═════ 対象データ ═════
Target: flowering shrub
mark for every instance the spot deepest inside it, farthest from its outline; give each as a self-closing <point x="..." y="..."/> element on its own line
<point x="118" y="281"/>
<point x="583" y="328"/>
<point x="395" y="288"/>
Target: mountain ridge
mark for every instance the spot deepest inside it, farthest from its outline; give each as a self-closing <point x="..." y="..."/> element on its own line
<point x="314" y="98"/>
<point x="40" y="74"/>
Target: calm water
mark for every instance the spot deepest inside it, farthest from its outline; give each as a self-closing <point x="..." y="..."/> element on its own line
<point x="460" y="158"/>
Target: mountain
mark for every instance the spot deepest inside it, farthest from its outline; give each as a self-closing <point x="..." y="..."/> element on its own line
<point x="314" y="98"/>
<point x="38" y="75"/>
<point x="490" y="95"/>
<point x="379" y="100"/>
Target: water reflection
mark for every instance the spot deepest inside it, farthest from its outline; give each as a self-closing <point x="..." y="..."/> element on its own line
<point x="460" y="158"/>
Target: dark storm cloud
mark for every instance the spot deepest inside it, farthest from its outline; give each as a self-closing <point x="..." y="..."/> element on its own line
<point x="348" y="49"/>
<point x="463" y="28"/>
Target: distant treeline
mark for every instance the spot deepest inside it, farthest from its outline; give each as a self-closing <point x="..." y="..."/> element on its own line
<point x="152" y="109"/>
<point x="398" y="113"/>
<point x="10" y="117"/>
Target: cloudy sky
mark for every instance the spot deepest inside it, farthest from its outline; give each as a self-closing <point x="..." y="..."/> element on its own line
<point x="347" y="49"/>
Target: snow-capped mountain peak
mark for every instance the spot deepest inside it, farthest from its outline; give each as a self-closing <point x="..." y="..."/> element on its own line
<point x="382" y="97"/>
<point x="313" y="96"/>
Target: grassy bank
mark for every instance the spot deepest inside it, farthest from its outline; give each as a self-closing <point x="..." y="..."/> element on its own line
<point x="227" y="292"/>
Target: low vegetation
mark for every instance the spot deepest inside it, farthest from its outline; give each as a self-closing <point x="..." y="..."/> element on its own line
═════
» **依頼内容**: 「Target: cloudy sky」を含む行からレコードの末尾まで（両端を含む）の各行を、1行につき1つの文字列としてJSONリストに格納せよ。空行は除外すること。

» **実行結果**:
[
  "Target: cloudy sky",
  "mark for every instance the spot deepest inside it, farthest from its outline; give each as a self-closing <point x=\"...\" y=\"...\"/> element on its own line",
  "<point x=\"347\" y=\"49\"/>",
  "Target: snow-capped mountain peak",
  "mark for every instance the spot deepest inside it, farthest from its outline; give each as a self-closing <point x=\"...\" y=\"...\"/> element on its own line",
  "<point x=\"382\" y=\"97\"/>",
  "<point x=\"313\" y=\"96\"/>",
  "Target: grassy bank",
  "mark for every instance the spot deepest inside it, farthest from its outline; give each as a self-closing <point x=\"...\" y=\"...\"/> element on its own line",
  "<point x=\"227\" y=\"292\"/>",
  "Target: low vegetation",
  "mark for every instance the spot deepest inside it, farthest from its outline; give each as a self-closing <point x=\"...\" y=\"...\"/> element on its own line"
]